━━━━━ Fragmento citado
Ana habla con admiración y orgullo de sus padres: Juan Pomares Sánchez y María Ruiz Mira, ambos oriundos de Almería: él de Cabo de Gata y ella de San José.

—De las tres hermanas que éramos la mayor era Josefina, pero murió de meningitis con solo unos meses. Luego vino Remeditos y, dieciocho meses después, yo. Mi niñez en Málaga fue normal, feliz, en el colegio de monjas de la Milagrosa. Hasta que estalló la guerra. Nos criamos en el barrio de la Malagueta, en un patio de vecinos. A la que más recuerdo es a mi vecina Adela, tengo una foto con ella camino de misa, estrenando un vestido blanco y una boina también blanca que me había comprado mi madre… Estoy muy guapa, pa comerme. Espera, te la voy a enseñar.
━━━━━━━━━━
Tareas del ejercicio »
A. Responda, según el relato de Ana sobre su infancia, las siguientes preguntas:
(i) ¿De qué localidad de Almería era oriundo su padre?
(ii) ¿De qué murió Josefina?
(iii) ¿En qué barrio de Málaga se criaron las hermanas?
B. Escriba la continuación del relato de Ana sobre su infancia en Málaga a partir de su última frase.
━━━━━ Registros del conjunto
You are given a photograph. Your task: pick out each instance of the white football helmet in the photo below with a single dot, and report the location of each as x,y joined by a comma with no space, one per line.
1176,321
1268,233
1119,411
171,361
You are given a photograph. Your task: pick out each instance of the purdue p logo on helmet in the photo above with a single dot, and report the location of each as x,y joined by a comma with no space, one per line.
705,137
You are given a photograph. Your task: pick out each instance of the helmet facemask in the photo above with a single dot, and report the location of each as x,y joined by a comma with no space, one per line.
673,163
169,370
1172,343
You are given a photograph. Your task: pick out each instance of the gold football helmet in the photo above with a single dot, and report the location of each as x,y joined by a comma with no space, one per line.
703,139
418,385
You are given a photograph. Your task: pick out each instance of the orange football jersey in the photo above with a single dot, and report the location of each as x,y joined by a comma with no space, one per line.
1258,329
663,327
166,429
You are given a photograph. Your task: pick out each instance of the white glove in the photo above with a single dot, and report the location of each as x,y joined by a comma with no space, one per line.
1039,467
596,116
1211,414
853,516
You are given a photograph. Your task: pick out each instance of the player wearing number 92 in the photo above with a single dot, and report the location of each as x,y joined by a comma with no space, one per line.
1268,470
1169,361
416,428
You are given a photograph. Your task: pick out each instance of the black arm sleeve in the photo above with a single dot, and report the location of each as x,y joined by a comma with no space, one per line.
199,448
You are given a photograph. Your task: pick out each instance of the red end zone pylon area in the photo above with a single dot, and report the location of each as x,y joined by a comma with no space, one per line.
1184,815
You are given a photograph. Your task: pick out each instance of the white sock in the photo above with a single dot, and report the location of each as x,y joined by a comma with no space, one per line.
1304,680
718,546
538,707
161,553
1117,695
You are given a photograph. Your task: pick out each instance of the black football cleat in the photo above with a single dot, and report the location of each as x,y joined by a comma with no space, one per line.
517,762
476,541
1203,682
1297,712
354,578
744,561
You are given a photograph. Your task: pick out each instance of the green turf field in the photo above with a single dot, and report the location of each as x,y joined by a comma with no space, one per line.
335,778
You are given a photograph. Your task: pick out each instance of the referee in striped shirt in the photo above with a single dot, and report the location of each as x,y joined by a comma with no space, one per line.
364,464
━━━━━━━━━━
Resultados por tarea »
A.
(i) De Cabo de Gata.
(ii) De meningitis, con solo unos meses.
(iii) En el barrio de la Malagueta, en un patio de vecinos.

B.
Con envidiable agilidad física Ana se levanta; trae la foto enmarcada y la muestra acariciándola, viéndose y reconociéndose en ella con la dulzura cómplice de viejas amigas que vuelven a encontrarse. Efectivamente, está muy guapa, sí, pa comérsela. Vestida de felicidad, de inocencia. Blanca de arriba abajo: boina, abrigo, jersey, falda, calcetines y zapatos; agarrada de la mano de su vecina Adela, que viste con el uniforme de la desgracia y la condena, de metáfora perfecta de la España que la consume; heraldo enlutado de pies a cabeza, presagiando quizá lo que les viene encima. Para aumentar aún más el contraste de la imagen, la expresión de sus caras es totalmente diferente: mientras Ana aparece confiada y tierna, el rostro de su vecina muestra a una mujer con el rictus contrariado y duro, helado, amargo. Normal: la mujer, consciente, vive en el mundo real, al día de lo que está ocurriendo; Ana, ingenua, está en su mundo y solo al día de sus ocurrencias. La imagen, alegórica y trágica, es todo simbolismo: perfecta puesta en escena de un pueblo con futuro y otro sin él.

—Málaga era tranquila y pacífica antes de la guerra… Hasta que cumplí 9 años. Ahí acabó todo, o empezó, según se mire.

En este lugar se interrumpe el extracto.